Material to process.

════════════════════

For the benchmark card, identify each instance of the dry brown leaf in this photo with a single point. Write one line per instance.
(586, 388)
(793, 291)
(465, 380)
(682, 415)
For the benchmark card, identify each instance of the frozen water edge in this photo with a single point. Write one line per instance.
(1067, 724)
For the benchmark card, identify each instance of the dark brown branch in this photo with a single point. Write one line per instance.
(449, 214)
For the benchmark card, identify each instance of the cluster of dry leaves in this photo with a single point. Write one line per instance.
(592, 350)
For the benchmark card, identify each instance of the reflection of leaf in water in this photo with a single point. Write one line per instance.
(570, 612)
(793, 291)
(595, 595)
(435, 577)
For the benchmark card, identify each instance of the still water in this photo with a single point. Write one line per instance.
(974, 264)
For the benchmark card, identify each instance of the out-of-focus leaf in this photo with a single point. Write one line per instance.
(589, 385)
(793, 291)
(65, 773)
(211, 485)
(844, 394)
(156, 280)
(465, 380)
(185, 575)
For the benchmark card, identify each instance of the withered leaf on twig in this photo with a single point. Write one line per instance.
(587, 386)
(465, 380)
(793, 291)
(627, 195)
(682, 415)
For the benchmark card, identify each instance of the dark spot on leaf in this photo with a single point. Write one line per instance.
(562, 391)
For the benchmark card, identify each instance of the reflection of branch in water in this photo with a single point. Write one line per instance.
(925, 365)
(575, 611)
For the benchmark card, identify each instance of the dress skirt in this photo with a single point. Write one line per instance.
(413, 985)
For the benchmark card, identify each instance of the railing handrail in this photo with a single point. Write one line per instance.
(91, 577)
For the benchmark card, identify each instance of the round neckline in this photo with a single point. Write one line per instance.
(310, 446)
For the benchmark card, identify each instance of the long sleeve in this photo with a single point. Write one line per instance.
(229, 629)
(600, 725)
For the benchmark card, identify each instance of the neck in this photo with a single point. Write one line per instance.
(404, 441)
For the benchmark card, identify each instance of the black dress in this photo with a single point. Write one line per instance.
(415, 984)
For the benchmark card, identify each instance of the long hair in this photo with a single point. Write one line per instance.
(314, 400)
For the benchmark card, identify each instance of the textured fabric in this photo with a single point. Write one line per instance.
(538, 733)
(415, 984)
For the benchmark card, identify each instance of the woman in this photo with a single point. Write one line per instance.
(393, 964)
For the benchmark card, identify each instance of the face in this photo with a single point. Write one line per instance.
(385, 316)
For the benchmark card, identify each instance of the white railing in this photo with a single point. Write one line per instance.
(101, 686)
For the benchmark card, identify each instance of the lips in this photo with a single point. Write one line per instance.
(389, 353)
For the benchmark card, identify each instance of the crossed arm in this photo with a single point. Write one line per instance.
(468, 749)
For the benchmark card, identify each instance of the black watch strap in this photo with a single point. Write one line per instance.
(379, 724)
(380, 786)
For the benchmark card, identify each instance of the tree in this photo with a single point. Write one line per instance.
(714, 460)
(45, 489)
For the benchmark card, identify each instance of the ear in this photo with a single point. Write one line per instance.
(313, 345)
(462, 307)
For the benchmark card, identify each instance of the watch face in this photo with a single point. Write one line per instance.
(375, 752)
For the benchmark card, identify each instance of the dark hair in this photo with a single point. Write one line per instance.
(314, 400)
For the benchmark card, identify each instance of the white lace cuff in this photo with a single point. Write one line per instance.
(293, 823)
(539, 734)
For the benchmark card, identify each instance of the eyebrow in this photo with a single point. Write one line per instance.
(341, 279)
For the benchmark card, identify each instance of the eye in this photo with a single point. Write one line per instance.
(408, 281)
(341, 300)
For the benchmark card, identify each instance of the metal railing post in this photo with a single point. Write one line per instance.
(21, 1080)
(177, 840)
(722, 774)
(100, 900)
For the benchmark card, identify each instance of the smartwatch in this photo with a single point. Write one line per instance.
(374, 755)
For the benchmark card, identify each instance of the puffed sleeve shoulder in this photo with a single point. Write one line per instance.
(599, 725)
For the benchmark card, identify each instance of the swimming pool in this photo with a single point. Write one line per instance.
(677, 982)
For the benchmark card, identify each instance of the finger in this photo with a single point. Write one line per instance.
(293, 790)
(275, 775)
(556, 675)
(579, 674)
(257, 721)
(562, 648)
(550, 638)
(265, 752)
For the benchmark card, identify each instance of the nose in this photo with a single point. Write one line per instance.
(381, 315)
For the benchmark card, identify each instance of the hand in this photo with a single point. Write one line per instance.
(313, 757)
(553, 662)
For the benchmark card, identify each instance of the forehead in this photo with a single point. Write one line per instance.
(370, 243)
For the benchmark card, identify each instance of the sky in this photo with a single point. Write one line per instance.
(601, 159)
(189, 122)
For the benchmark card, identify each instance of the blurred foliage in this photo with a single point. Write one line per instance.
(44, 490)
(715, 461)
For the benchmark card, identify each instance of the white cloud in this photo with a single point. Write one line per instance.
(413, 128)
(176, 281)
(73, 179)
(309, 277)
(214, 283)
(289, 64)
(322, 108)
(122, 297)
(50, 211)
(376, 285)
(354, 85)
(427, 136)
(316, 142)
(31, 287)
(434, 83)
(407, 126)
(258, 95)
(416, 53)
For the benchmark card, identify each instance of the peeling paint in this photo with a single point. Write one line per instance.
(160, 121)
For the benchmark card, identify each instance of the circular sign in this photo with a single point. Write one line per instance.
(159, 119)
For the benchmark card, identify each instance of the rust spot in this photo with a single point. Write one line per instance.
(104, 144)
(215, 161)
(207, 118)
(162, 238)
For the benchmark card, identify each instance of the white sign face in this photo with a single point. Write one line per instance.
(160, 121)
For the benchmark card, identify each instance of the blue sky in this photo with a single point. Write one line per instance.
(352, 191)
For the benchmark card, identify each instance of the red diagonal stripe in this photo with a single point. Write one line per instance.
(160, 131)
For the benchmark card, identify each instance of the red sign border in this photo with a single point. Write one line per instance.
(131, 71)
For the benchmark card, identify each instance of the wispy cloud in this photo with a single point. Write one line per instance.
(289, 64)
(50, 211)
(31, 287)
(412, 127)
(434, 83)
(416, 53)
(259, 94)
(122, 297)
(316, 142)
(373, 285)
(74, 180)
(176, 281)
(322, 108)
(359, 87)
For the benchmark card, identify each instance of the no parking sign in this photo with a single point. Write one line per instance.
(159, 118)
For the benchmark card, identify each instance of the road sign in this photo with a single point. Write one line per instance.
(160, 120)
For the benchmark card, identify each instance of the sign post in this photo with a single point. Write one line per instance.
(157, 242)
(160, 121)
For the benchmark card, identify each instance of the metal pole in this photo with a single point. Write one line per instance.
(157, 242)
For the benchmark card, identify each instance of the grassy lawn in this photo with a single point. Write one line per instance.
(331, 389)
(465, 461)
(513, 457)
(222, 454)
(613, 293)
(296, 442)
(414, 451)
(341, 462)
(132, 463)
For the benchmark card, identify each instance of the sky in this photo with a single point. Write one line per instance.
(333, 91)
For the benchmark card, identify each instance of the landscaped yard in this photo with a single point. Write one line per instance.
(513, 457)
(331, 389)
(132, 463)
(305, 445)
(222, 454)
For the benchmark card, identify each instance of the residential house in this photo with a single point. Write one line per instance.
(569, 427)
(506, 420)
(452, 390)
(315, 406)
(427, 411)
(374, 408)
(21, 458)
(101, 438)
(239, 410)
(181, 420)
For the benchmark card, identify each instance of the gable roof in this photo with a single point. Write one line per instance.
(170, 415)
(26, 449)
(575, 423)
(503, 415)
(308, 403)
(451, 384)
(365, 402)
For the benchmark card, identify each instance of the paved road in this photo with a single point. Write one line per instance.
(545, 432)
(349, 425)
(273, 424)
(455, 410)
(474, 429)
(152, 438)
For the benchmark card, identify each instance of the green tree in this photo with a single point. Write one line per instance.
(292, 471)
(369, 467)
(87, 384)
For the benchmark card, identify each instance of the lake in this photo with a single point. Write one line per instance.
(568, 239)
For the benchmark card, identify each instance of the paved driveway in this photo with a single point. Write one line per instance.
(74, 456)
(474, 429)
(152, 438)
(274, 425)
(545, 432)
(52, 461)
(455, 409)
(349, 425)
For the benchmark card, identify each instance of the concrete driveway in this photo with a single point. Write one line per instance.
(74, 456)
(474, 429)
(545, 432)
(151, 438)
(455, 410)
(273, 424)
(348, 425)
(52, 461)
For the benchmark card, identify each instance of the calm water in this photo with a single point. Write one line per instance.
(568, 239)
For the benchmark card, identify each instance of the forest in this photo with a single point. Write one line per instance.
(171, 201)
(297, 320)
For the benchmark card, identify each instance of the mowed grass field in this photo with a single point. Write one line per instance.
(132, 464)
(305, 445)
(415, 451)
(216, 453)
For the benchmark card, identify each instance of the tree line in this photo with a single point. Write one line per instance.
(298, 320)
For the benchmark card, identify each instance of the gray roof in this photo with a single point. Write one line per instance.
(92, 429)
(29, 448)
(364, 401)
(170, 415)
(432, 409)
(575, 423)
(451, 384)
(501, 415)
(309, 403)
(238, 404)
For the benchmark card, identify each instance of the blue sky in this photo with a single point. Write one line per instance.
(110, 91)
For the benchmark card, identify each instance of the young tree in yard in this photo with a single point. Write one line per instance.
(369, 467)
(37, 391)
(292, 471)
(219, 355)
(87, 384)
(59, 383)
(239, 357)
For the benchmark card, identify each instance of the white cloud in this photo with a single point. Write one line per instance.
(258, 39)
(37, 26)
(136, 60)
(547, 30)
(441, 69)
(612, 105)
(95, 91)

════════════════════

Problem to solve. Quote, without any change, each line from the one that contains "For the benchmark card, identify each instance of the green" through the end of the material.

Solution to this exercise.
For the benchmark card, identify each instance of the green tree in this photo with a single point. Write one line per instance.
(292, 471)
(369, 467)
(87, 384)
For the benchmark card, identify each instance of the lake in this photo with a single point. Write one line per instance.
(568, 239)
For the benchmark card, identify each instance of the paved driveway in this photo with a single point. Write one line per instance.
(74, 456)
(474, 429)
(152, 438)
(274, 425)
(545, 432)
(52, 461)
(455, 409)
(349, 425)
For the benchmark card, identify each instance of the concrete driveway in this photo with a single point. Write one line per instance.
(74, 456)
(474, 429)
(545, 432)
(151, 438)
(455, 410)
(273, 424)
(348, 425)
(52, 461)
For the benchmark card, identify each instance of the calm water in this photo with a single point. Write one line per instance.
(568, 239)
For the benchmark card, identify each instance of the forest in this photo with a single point. Write one line per instance.
(171, 201)
(297, 320)
For the benchmark card, identify each instance of the mowed grass field in this photo with a single point. Write one line per instance.
(132, 464)
(305, 445)
(415, 451)
(216, 453)
For the benchmark card, identify each instance of the tree line in this photo with a single point. Write one line per instance.
(298, 320)
For the benchmark card, identify each instance of the gray roof in this photo with a single point. Write one line per instance.
(92, 429)
(29, 448)
(364, 401)
(170, 415)
(432, 409)
(575, 423)
(451, 384)
(501, 415)
(309, 403)
(238, 404)
For the benchmark card, identify each instance of the blue sky in this photo with a single point. Write one line per instance.
(110, 91)
For the benchmark card, identify each instance of the young tree in yard in this photo with a single point. Write one line per instance.
(369, 467)
(37, 391)
(292, 471)
(219, 355)
(87, 384)
(59, 383)
(239, 357)
For the benchmark card, identify each instance of the white cloud in this photo with a single point. Write one line per instance.
(258, 39)
(37, 26)
(136, 60)
(547, 30)
(441, 69)
(612, 105)
(95, 91)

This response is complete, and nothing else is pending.